* begin DATA SUPPLIED *

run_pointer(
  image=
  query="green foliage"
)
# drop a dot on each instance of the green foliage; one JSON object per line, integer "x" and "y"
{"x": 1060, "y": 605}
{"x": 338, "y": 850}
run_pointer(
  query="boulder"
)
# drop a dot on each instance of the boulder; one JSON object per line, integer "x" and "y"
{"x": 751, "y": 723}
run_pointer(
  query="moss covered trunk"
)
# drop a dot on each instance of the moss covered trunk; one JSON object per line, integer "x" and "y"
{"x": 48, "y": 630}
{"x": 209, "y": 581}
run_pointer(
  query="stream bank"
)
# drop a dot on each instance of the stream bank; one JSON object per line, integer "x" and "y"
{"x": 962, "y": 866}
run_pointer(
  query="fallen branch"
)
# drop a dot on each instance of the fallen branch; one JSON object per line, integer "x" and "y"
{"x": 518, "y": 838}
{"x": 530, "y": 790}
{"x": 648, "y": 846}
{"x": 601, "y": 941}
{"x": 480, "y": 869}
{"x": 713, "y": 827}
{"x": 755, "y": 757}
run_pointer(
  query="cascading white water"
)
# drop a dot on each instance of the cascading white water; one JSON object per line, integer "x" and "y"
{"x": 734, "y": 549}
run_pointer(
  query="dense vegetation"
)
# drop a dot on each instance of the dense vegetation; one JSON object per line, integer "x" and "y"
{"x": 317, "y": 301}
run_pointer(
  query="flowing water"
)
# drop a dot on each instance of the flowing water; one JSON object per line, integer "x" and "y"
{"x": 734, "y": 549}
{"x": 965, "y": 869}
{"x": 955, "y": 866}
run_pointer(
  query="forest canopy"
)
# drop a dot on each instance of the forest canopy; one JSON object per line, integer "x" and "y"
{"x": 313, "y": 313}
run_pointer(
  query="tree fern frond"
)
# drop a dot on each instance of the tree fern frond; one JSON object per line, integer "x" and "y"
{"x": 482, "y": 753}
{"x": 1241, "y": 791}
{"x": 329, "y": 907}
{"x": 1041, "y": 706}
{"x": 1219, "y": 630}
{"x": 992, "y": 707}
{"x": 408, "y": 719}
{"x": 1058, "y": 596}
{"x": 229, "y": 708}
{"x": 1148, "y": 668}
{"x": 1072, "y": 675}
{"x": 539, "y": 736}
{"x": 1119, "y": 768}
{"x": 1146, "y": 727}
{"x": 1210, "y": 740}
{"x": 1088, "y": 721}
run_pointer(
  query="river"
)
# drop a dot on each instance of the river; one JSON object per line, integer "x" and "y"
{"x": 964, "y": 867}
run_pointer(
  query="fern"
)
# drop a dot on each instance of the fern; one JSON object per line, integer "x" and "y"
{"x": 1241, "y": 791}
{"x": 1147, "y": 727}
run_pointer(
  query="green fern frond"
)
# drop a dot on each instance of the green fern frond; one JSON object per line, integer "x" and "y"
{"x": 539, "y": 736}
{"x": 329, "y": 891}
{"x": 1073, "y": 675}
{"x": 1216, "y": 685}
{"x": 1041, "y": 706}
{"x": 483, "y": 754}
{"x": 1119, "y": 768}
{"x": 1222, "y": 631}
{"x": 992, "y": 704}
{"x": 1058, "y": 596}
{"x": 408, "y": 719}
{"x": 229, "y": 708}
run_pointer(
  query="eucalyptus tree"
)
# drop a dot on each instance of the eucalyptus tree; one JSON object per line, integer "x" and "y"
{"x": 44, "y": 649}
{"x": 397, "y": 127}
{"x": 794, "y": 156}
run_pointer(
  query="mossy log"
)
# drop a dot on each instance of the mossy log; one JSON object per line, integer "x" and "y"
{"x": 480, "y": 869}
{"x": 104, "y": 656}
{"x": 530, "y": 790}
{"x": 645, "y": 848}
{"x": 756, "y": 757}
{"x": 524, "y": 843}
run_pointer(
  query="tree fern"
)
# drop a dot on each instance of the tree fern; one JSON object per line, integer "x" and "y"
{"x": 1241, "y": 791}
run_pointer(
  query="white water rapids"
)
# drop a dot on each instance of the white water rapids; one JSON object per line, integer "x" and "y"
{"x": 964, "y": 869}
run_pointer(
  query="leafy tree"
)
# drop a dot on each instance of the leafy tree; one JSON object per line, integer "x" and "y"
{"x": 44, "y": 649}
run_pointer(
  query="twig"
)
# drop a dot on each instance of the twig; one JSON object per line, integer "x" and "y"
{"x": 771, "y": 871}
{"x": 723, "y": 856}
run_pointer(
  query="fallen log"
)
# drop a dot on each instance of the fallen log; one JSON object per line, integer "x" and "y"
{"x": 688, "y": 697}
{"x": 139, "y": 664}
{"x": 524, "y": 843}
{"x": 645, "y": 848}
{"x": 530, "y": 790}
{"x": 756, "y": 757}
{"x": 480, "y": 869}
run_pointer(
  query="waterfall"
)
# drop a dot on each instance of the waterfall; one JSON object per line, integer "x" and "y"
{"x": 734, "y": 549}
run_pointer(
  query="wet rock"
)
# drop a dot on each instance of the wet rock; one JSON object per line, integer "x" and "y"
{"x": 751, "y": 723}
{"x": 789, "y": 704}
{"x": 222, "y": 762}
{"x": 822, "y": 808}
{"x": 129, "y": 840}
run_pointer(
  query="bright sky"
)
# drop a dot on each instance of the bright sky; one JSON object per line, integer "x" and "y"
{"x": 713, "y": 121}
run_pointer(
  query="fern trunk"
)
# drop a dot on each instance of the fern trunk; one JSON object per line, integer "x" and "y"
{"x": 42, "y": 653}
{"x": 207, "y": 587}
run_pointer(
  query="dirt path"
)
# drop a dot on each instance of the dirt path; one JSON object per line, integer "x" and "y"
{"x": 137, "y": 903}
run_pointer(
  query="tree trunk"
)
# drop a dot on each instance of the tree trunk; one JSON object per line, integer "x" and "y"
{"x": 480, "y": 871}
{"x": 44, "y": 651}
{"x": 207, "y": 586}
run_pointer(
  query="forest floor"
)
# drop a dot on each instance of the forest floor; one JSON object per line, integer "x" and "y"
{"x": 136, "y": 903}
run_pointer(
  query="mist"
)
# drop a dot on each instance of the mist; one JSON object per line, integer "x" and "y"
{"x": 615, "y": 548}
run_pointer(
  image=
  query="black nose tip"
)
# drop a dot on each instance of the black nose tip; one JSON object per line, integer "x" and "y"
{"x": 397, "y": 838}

* end DATA SUPPLIED *
* begin DATA SUPPLIED *

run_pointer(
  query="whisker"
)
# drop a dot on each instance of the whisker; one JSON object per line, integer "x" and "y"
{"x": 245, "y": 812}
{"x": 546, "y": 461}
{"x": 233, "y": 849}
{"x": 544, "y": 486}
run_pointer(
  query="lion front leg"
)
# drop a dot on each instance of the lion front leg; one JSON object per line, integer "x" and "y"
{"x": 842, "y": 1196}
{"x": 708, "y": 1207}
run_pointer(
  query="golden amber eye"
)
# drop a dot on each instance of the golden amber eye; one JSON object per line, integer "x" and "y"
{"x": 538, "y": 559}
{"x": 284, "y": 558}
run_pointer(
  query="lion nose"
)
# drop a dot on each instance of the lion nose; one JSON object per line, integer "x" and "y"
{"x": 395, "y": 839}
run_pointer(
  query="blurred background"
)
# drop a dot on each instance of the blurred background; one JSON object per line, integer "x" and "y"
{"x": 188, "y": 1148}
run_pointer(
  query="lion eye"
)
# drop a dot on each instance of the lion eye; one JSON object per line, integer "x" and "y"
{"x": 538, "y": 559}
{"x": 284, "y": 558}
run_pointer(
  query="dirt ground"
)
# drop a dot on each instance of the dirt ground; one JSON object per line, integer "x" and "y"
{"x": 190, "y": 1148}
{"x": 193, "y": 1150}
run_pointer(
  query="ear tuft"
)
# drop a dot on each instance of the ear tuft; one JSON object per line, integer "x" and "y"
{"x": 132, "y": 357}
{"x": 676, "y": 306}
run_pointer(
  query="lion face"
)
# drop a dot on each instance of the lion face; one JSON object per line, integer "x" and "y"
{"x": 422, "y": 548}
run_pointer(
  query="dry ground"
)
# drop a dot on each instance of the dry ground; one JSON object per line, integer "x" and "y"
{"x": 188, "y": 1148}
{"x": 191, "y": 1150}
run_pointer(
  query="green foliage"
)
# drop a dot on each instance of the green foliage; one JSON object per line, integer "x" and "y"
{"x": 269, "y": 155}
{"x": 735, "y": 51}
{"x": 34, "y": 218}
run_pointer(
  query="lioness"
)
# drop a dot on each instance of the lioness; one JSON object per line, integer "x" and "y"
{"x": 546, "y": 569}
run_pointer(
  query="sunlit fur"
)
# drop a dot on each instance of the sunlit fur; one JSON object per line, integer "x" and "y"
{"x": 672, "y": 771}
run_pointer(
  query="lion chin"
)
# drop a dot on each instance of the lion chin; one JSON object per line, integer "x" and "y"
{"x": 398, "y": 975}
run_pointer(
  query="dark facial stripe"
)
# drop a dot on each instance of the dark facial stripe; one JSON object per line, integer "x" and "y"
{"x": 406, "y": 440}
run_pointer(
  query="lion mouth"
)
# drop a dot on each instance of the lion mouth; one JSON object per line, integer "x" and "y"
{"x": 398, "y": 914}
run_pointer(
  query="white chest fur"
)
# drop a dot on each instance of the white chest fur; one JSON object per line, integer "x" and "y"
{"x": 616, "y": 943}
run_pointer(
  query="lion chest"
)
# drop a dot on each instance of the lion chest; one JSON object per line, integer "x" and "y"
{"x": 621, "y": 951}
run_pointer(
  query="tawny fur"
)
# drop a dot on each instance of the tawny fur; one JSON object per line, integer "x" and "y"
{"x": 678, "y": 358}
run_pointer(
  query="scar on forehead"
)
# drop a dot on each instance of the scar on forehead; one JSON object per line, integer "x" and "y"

* end DATA SUPPLIED *

Pick out every line of the records that contains the word "face" and copy each one.

  query="lion face"
# drop a dot on each instance of the lion face; one JSON object per line, integer "x" and "y"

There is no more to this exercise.